▶ _EXCERPTED PASSAGE_:
□ □ □ □ □

Well, I would call the following a list of "Smelly Cheese" composers.
These are basically 20th century composers influenced in one way or
another by "the emancipation of the dissonance" and/or microtonalism,
polytonality, etc. I found that after I started listening to this type
of music, I was spoiled -- I couldn't go back to eating Velveeta and
Mild Cheddar, or to listening to bombastic 19th Century composers
hurlling major triads at me. The problem is that these composers will
not make you very popular with your neighbors, girlfriends, coworkers,
etc. If you listen to Robert Schuman you will hate these composers. If
you listen to Cecil Taylor and Ornette Coleman (on the other hand), or
maybe to Captain Beefheart, you will know exactly what's going on.
Smell Cheese. Fine Brie. A Liederkranz of music.

□ □ □ □ □

▶ _CHALLENGE A_: Extract the post about "Smelly Cheese" composers above, reproducing every line word for word.

▶ _DATA PROVIDED_:
□ □ □ □ □

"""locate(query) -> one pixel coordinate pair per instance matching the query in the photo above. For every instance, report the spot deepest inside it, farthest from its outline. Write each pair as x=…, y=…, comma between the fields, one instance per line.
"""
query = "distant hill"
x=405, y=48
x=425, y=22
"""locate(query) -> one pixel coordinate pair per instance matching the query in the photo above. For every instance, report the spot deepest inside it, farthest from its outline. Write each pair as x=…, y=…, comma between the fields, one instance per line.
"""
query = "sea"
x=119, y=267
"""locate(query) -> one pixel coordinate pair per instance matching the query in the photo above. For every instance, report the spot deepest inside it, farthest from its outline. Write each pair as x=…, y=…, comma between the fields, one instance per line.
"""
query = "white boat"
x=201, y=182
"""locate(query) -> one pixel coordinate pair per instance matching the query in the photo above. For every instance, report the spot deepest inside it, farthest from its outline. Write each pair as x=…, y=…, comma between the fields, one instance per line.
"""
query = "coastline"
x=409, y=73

□ □ □ □ □

▶ _CHALLENGE B_: Copy all four records above verbatim, keeping every line unchanged.

▶ _EXERCISE RESULT A_:
Well, I would call the following a list of "Smelly Cheese" composers.
These are basically 20th century composers influenced in one way or
another by "the emancipation of the dissonance" and/or microtonalism,
polytonality, etc. I found that after I started listening to this type
of music, I was spoiled -- I couldn't go back to eating Velveeta and
Mild Cheddar, or to listening to bombastic 19th Century composers
hurlling major triads at me. The problem is that these composers will
not make you very popular with your neighbors, girlfriends, coworkers,
etc. If you listen to Robert Schuman you will hate these composers. If
you listen to Cecil Taylor and Ornette Coleman (on the other hand), or
maybe to Captain Beefheart, you will know exactly what's going on.
Smell Cheese. Fine Brie. A Liederkranz of music.

▶ _EXERCISE RESULT B_:
"""locate(query) -> one pixel coordinate pair per instance matching the query in the photo above. For every instance, report the spot deepest inside it, farthest from its outline. Write each pair as x=…, y=…, comma between the fields, one instance per line.
"""
query = "distant hill"
x=405, y=48
x=425, y=22
"""locate(query) -> one pixel coordinate pair per instance matching the query in the photo above. For every instance, report the spot deepest inside it, farthest from its outline. Write each pair as x=…, y=…, comma between the fields, one instance per line.
"""
query = "sea"
x=119, y=267
"""locate(query) -> one pixel coordinate pair per instance matching the query in the photo above. For every instance, report the spot deepest inside it, farthest from its outline. Write each pair as x=…, y=…, comma between the fields, one instance per line.
"""
query = "white boat"
x=201, y=182
"""locate(query) -> one pixel coordinate pair per instance matching the query in the photo above. For every instance, report the spot deepest inside it, farthest from its outline. Write each pair as x=…, y=…, comma between the fields, one instance per line.
"""
query = "coastline"
x=409, y=73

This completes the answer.